§ **THE TASK**: Retype every one of the rows below without changing a single character.

Extracted rows

********************

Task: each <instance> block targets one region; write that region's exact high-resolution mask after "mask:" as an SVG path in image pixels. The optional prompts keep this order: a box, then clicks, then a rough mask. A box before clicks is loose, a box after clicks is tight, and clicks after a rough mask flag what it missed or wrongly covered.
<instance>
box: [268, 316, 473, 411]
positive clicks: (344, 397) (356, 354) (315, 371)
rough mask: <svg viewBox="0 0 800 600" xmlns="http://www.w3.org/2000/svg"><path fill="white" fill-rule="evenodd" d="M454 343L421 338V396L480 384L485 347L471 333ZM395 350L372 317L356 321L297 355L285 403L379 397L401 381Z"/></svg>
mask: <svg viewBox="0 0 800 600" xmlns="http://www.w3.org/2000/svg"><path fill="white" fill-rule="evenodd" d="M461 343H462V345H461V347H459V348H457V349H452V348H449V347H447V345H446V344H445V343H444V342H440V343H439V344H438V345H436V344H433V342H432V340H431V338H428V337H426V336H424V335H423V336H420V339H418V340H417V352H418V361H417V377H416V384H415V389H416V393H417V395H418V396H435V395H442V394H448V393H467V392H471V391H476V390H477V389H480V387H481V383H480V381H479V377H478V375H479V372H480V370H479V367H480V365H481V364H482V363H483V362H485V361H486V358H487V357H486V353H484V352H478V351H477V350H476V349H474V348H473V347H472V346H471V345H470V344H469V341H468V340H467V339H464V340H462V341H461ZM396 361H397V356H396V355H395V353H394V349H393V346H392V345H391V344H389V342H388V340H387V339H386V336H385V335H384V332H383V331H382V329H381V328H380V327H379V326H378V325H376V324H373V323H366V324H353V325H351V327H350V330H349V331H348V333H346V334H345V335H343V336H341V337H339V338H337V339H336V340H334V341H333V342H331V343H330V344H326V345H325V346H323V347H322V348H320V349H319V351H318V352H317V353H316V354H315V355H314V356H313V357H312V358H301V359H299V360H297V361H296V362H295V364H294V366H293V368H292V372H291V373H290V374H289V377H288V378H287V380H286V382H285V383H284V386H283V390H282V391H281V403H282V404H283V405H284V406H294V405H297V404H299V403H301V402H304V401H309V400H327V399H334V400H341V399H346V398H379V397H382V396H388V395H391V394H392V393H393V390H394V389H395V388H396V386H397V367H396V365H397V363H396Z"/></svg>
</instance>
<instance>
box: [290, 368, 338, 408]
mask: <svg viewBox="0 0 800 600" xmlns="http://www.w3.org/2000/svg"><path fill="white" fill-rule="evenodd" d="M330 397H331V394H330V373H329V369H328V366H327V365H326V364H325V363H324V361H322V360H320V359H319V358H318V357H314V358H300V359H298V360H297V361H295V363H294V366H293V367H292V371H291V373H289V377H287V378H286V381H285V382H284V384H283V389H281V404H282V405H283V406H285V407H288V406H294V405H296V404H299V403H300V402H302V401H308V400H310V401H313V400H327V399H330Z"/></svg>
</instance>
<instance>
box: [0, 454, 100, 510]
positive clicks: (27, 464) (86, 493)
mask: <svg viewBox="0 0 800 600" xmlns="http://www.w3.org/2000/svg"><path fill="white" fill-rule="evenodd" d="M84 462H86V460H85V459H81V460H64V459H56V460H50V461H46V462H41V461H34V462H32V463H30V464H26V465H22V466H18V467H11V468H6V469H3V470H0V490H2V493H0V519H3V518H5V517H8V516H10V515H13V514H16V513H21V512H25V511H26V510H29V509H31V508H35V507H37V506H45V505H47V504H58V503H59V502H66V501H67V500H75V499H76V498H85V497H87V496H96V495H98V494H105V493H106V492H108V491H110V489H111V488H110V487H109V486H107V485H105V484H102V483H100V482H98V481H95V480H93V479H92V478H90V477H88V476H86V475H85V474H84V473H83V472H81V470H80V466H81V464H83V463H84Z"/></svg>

********************

§ **OUTPUT BELOW**:
Task: each <instance> block targets one region; write that region's exact high-resolution mask after "mask:" as an SVG path in image pixels. The optional prompts keep this order: a box, then clicks, then a rough mask. A box before clicks is loose, a box after clicks is tight, and clicks after a rough mask flag what it missed or wrongly covered.
<instance>
box: [268, 316, 473, 411]
positive clicks: (344, 397) (356, 354) (315, 371)
rough mask: <svg viewBox="0 0 800 600" xmlns="http://www.w3.org/2000/svg"><path fill="white" fill-rule="evenodd" d="M454 343L421 338V396L480 384L485 347L471 333ZM395 350L372 317L356 321L297 355L285 403L379 397L401 381Z"/></svg>
mask: <svg viewBox="0 0 800 600" xmlns="http://www.w3.org/2000/svg"><path fill="white" fill-rule="evenodd" d="M461 343H462V345H461V347H459V348H457V349H452V348H449V347H447V345H446V344H445V343H444V342H440V343H439V344H438V345H436V344H433V342H432V340H431V338H428V337H426V336H424V335H423V336H420V339H418V340H417V352H418V361H417V377H416V384H415V389H416V393H417V395H418V396H435V395H442V394H448V393H467V392H471V391H476V390H477V389H480V387H481V383H480V381H479V377H478V375H479V372H480V370H479V367H480V365H481V364H482V363H483V362H485V361H486V358H487V357H486V353H484V352H478V351H477V350H476V349H474V348H473V347H472V346H471V345H470V344H469V341H468V340H467V339H464V340H462V341H461ZM396 361H397V356H396V355H395V353H394V349H393V346H392V345H391V344H389V342H388V340H387V339H386V336H385V335H384V332H383V331H382V329H381V328H380V327H379V326H378V325H376V324H373V323H366V324H353V325H351V327H350V330H349V331H348V333H346V334H345V335H343V336H341V337H339V338H337V339H336V340H334V341H333V342H331V343H330V344H326V345H325V346H323V347H322V348H320V349H319V351H318V352H317V353H316V354H315V355H314V356H313V357H312V358H301V359H299V360H297V361H296V362H295V364H294V366H293V368H292V372H291V373H290V374H289V377H288V378H287V380H286V382H285V383H284V386H283V390H282V391H281V403H282V404H283V405H284V406H294V405H297V404H299V403H301V402H304V401H309V400H327V399H334V400H341V399H346V398H379V397H382V396H388V395H391V394H392V393H393V390H394V389H395V388H396V386H397V367H396V365H397V363H396Z"/></svg>
</instance>
<instance>
box: [290, 368, 338, 408]
mask: <svg viewBox="0 0 800 600" xmlns="http://www.w3.org/2000/svg"><path fill="white" fill-rule="evenodd" d="M330 397H331V394H330V373H329V369H328V366H327V365H326V364H325V363H324V361H322V360H320V359H319V358H318V357H314V358H300V359H298V360H297V361H295V363H294V366H293V367H292V371H291V373H289V377H287V378H286V381H285V382H284V384H283V389H281V404H282V405H283V406H285V407H288V406H294V405H296V404H299V403H300V402H302V401H308V400H310V401H313V400H327V399H330Z"/></svg>
</instance>
<instance>
box: [0, 454, 100, 510]
positive clicks: (27, 464) (86, 493)
mask: <svg viewBox="0 0 800 600" xmlns="http://www.w3.org/2000/svg"><path fill="white" fill-rule="evenodd" d="M84 462H86V460H85V459H81V460H64V459H56V460H50V461H46V462H41V461H34V462H32V463H30V464H26V465H22V466H18V467H11V468H6V469H3V470H0V490H2V493H0V519H3V518H5V517H8V516H10V515H13V514H16V513H21V512H25V511H26V510H29V509H31V508H35V507H37V506H45V505H47V504H58V503H59V502H66V501H67V500H75V499H76V498H85V497H87V496H96V495H98V494H105V493H106V492H108V491H110V489H111V488H110V487H109V486H107V485H105V484H102V483H100V482H98V481H95V480H93V479H92V478H90V477H88V476H86V475H85V474H84V473H83V472H81V470H80V466H81V464H83V463H84Z"/></svg>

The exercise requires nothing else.